▸ ENTRIES
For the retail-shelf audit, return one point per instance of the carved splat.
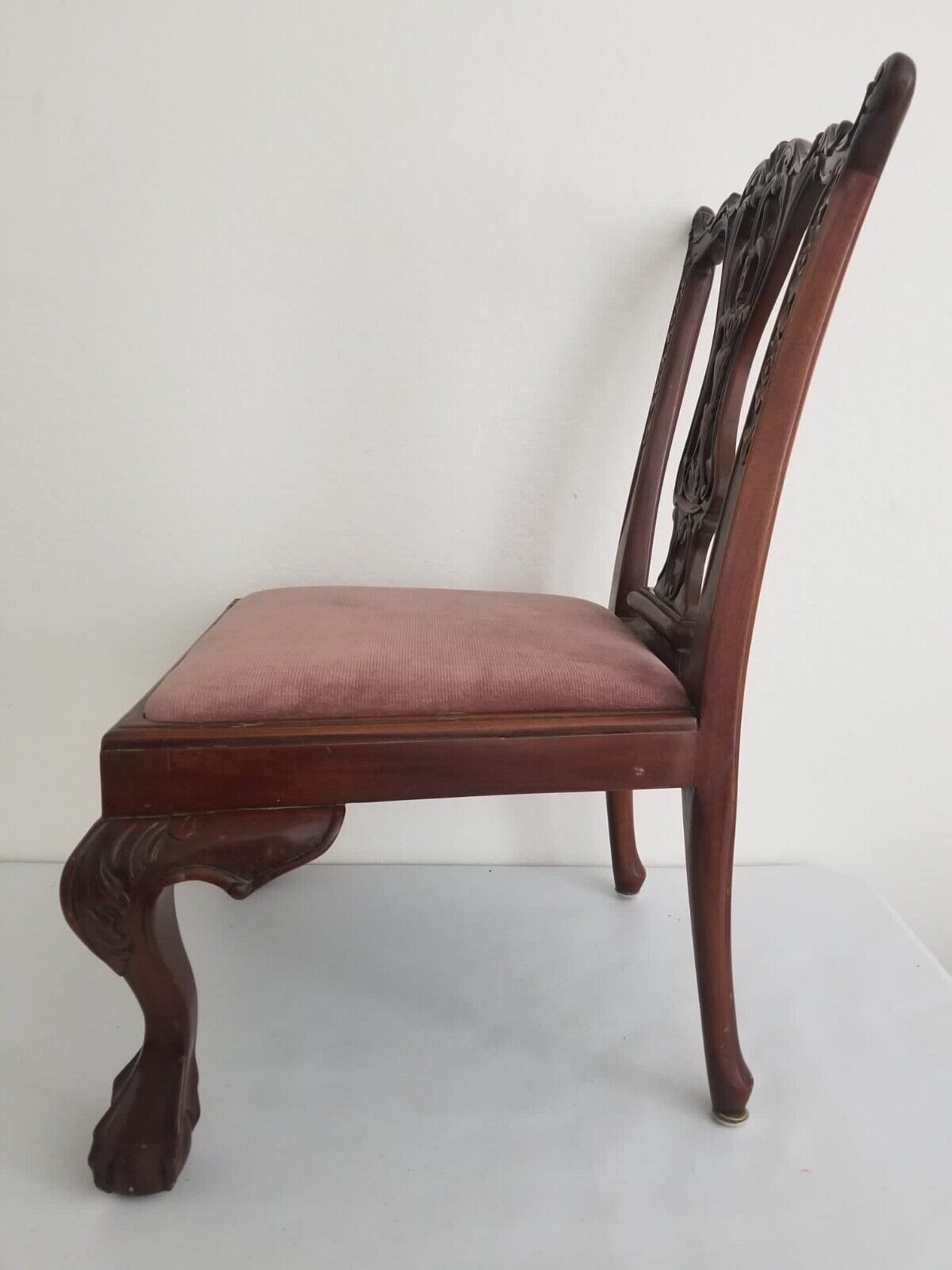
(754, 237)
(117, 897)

---

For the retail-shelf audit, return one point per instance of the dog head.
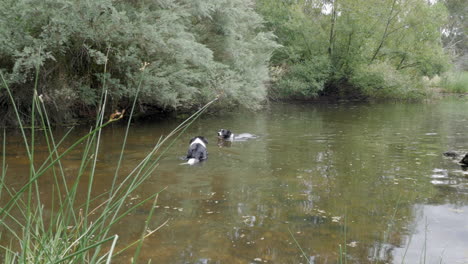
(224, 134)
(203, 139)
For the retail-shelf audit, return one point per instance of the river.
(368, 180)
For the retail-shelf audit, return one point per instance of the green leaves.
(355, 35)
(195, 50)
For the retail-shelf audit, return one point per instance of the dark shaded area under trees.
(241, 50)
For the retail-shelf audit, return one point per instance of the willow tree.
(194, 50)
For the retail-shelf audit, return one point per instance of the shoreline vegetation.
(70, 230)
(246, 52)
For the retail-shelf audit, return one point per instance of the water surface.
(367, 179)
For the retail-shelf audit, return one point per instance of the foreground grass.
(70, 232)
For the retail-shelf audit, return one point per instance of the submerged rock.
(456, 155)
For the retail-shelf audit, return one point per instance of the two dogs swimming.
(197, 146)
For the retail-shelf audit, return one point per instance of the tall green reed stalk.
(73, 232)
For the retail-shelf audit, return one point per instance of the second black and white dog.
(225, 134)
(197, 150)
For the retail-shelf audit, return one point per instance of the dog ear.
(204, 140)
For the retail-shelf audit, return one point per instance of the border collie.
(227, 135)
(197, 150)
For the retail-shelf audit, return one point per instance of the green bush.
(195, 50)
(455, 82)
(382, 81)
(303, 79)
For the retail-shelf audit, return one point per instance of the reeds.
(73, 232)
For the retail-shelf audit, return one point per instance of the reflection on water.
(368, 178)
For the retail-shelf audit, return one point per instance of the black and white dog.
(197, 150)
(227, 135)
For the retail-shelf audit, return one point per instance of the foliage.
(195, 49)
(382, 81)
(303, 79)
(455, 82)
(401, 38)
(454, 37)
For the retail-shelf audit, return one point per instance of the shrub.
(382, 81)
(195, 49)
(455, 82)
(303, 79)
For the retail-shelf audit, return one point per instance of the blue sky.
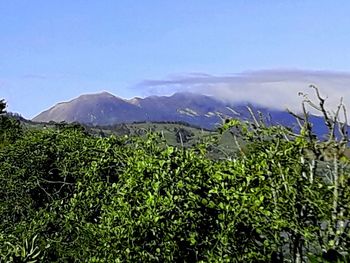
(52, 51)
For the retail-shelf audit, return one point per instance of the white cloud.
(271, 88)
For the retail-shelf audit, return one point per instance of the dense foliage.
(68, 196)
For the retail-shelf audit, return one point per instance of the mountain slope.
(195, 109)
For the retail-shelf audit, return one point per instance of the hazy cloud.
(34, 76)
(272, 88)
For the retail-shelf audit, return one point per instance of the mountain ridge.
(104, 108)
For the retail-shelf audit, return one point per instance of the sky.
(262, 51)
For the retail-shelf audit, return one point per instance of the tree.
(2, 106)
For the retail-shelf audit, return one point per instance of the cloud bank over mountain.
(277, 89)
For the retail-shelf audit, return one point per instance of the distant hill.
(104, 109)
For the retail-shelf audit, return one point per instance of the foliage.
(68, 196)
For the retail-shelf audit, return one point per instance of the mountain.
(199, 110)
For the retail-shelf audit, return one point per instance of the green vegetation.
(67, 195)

--

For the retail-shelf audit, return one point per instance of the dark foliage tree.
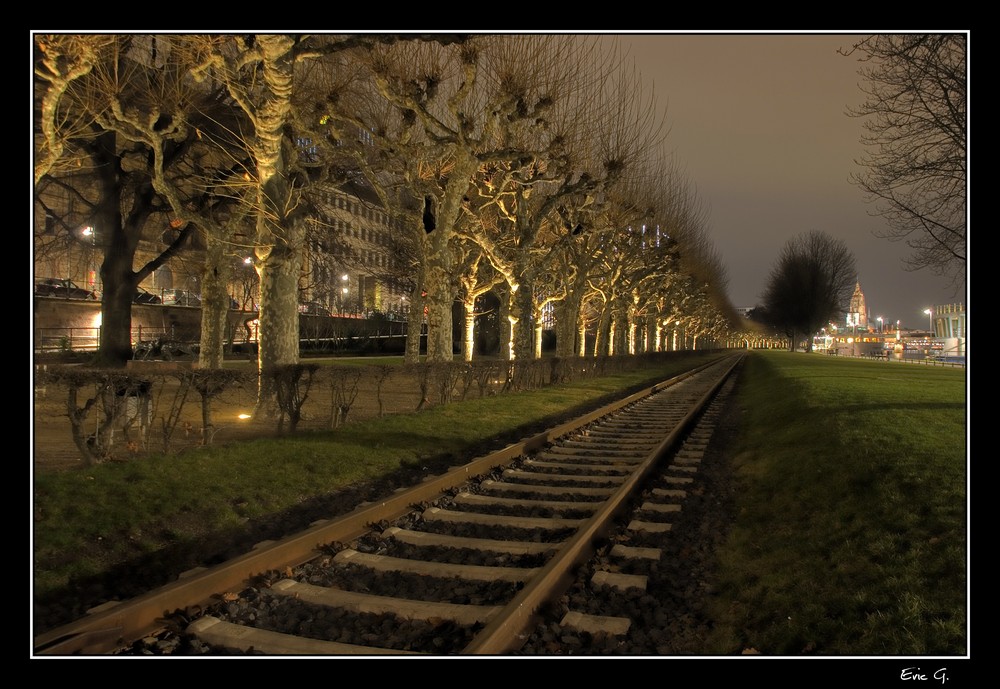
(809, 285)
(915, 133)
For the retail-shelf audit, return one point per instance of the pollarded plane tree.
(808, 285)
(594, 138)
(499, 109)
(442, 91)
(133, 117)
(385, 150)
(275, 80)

▸ WHAT YOU NEED TO DO
Which lines in the listing above contain the word "water"? Extract each of those lines in full.

▸ THE SOLUTION
For the retail-shelf audit, return one point per instance of the water surface.
For the retail-shelf audit, return one point per instance of the reflection on water.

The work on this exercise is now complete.